## [REQUEST]
Print the line containing "the blue and" and each line after it through the end, please, with nothing added.
--- DATASET EXTRACT ---
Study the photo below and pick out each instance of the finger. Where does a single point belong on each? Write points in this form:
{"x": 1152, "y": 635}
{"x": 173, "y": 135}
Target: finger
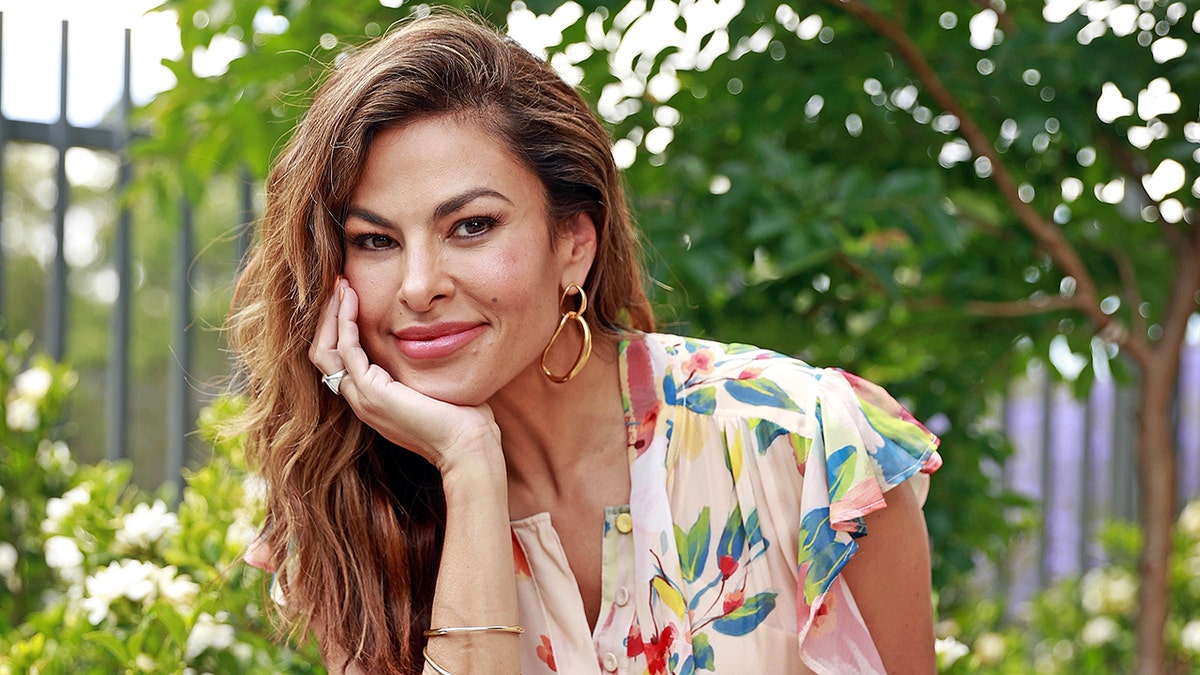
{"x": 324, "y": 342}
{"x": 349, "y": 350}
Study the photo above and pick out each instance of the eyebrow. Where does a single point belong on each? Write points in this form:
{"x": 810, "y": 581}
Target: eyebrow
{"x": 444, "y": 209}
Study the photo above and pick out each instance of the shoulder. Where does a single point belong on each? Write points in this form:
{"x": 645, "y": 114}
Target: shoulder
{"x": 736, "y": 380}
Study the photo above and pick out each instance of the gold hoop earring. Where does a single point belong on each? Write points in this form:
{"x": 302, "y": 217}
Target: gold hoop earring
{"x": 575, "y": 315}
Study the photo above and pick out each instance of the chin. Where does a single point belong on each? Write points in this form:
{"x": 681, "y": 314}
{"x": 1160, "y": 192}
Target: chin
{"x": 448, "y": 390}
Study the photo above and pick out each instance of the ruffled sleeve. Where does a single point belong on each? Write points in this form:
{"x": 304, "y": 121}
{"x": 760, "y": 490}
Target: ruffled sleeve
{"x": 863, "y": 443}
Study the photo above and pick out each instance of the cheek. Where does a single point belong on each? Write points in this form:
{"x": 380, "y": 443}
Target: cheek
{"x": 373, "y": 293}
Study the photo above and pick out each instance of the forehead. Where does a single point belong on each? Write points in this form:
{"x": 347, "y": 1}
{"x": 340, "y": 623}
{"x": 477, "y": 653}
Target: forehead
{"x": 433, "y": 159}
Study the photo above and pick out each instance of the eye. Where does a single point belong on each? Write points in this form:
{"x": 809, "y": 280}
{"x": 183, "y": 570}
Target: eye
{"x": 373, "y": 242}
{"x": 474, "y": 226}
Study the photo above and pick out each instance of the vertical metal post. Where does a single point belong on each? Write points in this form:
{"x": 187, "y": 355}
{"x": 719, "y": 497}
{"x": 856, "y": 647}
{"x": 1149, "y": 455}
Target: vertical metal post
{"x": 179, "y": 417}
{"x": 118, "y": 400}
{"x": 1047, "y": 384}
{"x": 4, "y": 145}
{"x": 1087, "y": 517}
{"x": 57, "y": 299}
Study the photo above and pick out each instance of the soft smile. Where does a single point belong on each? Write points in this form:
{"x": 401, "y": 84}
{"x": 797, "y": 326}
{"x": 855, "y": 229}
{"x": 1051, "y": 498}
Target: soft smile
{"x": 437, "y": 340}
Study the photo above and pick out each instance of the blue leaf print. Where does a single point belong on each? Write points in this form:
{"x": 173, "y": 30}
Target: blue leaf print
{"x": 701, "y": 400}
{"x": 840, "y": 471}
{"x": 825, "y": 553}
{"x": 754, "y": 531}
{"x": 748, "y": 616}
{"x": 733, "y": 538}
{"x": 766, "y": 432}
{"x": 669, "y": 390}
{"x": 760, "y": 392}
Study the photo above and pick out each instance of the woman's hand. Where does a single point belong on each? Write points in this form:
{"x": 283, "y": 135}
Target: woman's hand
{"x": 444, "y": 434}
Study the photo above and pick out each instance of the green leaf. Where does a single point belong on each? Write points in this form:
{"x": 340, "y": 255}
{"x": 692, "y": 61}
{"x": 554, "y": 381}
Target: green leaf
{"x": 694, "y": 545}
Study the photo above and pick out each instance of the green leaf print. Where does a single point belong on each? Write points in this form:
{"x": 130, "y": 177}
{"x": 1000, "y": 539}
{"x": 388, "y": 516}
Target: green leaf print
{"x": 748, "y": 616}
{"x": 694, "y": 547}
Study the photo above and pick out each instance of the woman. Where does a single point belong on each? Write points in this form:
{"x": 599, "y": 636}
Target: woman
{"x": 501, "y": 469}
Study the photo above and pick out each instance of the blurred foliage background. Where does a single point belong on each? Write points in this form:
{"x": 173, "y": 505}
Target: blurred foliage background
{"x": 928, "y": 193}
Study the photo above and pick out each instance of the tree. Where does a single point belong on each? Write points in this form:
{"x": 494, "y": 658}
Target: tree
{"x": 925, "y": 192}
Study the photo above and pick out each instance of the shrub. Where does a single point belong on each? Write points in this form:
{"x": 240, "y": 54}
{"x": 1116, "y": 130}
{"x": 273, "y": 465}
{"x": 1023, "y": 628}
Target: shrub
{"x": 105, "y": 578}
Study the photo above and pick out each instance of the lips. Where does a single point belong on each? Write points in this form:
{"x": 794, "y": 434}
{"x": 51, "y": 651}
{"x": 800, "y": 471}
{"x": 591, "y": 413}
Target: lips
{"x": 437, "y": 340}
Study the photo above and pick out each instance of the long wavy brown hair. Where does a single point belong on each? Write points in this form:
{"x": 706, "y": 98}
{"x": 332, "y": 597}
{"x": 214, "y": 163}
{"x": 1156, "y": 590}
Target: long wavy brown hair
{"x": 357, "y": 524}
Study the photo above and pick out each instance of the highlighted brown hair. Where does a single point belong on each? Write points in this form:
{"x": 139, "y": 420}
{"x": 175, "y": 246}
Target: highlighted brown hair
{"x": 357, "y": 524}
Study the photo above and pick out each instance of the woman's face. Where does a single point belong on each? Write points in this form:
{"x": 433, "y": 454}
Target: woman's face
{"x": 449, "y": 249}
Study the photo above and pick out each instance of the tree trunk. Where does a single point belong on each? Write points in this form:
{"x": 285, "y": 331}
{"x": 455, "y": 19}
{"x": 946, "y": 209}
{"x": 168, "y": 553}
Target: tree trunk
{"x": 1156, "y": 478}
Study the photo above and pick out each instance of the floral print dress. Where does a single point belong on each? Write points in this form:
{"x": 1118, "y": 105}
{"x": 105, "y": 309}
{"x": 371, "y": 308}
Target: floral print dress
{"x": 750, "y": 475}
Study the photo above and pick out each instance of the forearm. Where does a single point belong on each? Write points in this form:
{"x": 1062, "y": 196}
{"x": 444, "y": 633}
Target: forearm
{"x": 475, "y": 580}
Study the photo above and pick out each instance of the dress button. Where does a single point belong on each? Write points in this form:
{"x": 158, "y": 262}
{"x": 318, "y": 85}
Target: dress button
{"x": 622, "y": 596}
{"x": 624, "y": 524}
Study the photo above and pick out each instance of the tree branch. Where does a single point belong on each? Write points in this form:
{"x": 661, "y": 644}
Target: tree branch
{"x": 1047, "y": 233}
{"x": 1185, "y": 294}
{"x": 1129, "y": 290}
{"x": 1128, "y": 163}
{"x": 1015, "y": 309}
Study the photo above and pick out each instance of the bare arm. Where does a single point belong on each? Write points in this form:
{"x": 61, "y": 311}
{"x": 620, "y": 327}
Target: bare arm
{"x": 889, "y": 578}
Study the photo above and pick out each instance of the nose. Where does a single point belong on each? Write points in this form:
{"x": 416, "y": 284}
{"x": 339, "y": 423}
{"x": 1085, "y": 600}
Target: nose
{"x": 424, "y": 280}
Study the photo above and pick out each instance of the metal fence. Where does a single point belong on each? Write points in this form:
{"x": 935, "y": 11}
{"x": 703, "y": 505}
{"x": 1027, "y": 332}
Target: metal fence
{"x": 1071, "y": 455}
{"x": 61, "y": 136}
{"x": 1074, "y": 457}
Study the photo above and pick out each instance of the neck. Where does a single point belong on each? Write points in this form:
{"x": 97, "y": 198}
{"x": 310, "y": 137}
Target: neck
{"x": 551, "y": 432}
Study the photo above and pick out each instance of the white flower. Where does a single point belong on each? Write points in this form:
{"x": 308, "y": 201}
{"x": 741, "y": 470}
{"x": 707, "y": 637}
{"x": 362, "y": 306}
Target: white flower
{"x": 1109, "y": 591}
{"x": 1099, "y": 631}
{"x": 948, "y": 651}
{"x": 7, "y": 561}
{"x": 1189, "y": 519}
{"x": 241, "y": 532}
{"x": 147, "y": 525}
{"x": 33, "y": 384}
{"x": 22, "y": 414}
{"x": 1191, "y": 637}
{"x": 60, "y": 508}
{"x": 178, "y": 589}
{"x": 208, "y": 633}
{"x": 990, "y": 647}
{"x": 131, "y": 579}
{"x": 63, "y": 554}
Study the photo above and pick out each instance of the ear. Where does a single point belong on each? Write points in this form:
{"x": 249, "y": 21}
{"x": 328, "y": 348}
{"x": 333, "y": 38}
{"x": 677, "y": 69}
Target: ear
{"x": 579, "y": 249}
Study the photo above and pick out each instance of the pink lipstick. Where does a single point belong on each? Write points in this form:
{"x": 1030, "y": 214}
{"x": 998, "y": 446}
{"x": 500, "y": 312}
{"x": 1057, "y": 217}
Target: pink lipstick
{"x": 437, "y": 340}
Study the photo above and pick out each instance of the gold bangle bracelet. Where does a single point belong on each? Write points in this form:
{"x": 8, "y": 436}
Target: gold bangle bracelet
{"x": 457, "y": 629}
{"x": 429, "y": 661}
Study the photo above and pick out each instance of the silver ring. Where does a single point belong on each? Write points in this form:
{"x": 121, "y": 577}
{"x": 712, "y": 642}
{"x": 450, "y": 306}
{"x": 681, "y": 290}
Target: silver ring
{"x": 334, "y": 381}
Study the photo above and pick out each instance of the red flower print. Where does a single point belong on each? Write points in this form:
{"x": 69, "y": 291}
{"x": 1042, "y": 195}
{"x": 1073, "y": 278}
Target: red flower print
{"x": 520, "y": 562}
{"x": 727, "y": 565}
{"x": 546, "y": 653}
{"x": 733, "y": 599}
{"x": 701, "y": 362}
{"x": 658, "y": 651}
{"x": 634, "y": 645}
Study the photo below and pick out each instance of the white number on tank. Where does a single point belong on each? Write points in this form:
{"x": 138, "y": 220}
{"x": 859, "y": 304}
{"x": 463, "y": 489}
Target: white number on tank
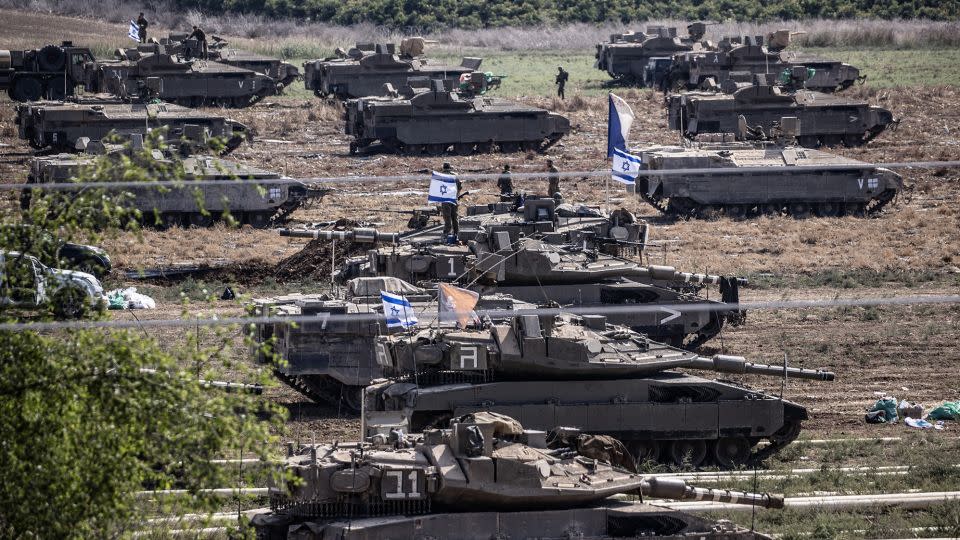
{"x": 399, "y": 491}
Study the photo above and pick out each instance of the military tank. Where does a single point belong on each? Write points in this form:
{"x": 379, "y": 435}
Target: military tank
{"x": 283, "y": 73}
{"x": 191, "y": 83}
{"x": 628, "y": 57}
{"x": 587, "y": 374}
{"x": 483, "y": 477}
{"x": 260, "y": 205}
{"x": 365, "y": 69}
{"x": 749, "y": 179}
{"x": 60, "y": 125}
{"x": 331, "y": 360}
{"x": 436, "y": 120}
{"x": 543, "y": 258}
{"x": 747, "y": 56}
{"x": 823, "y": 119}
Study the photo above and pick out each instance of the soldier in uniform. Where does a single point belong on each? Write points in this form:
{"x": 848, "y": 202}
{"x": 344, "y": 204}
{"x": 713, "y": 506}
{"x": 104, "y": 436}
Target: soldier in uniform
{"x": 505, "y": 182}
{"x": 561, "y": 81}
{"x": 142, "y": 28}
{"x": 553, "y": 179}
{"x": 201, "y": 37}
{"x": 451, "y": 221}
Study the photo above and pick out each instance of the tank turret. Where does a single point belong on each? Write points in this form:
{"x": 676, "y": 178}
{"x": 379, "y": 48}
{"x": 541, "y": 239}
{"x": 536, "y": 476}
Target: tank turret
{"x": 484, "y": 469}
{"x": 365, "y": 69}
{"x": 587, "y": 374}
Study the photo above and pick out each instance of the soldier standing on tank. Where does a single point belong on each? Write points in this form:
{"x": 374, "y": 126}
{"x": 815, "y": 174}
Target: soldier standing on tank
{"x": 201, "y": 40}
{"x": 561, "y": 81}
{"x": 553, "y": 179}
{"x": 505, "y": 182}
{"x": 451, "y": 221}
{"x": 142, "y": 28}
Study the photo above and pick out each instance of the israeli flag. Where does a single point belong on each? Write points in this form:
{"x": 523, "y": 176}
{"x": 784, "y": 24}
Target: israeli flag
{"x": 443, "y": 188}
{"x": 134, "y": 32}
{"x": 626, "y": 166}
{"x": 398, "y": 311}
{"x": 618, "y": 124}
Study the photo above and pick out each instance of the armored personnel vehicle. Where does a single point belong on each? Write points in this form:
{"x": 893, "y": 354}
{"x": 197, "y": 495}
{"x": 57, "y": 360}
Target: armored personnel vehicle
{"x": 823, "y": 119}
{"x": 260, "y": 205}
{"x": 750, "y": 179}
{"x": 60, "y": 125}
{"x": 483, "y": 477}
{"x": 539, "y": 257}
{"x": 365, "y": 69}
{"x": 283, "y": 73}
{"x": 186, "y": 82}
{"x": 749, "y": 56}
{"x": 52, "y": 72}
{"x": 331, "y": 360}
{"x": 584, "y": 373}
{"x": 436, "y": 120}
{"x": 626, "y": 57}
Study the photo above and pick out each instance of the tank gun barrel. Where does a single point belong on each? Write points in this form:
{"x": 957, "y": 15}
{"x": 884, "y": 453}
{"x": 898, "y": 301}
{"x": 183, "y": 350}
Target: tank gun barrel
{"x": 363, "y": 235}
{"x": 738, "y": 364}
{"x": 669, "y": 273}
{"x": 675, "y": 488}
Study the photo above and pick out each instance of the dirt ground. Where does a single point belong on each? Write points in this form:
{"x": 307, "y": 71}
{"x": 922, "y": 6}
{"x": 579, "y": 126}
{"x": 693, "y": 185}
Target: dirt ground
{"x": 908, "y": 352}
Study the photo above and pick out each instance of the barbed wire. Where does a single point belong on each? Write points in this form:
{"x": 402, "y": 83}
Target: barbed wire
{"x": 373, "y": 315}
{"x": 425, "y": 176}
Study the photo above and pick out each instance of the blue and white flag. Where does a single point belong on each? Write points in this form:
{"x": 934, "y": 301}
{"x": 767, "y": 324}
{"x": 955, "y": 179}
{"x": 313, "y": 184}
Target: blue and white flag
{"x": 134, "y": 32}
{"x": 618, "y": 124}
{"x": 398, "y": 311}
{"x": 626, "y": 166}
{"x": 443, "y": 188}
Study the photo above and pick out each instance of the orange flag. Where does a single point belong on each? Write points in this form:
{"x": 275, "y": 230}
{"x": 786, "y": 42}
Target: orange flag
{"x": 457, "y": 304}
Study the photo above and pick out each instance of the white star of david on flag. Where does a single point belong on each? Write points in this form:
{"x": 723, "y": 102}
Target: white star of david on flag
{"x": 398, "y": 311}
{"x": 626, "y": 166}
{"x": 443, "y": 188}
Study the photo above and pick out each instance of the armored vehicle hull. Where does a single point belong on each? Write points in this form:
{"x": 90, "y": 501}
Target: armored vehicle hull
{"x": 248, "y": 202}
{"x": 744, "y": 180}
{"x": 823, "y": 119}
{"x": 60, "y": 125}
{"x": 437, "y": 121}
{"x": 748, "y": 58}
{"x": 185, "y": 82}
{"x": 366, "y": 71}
---
## [REPLY]
Study the photo above and pick out each instance of the blue and white flag. Where does a single point belong on each? Write points in this form:
{"x": 934, "y": 301}
{"x": 767, "y": 324}
{"x": 955, "y": 179}
{"x": 313, "y": 184}
Target: blue and white flag
{"x": 134, "y": 32}
{"x": 618, "y": 124}
{"x": 398, "y": 311}
{"x": 626, "y": 166}
{"x": 443, "y": 188}
Study the photo above and pick out each instance of the orange flag. Where does a single point belong on each? Write points in this form:
{"x": 275, "y": 230}
{"x": 786, "y": 42}
Target: orange flag
{"x": 457, "y": 304}
Study the photo above and pick out each instance of the white star of david on flag. Where does a single point belong on each? Write points in this form:
{"x": 723, "y": 102}
Target: white star of david on flag
{"x": 398, "y": 311}
{"x": 626, "y": 166}
{"x": 443, "y": 188}
Study the photo above and pick out each instance of the armored vehicle hull. Where does a single point belong on each? Write points in this form:
{"x": 90, "y": 501}
Target: armored vehicle hull
{"x": 248, "y": 202}
{"x": 744, "y": 180}
{"x": 823, "y": 119}
{"x": 60, "y": 125}
{"x": 437, "y": 121}
{"x": 748, "y": 58}
{"x": 185, "y": 82}
{"x": 366, "y": 71}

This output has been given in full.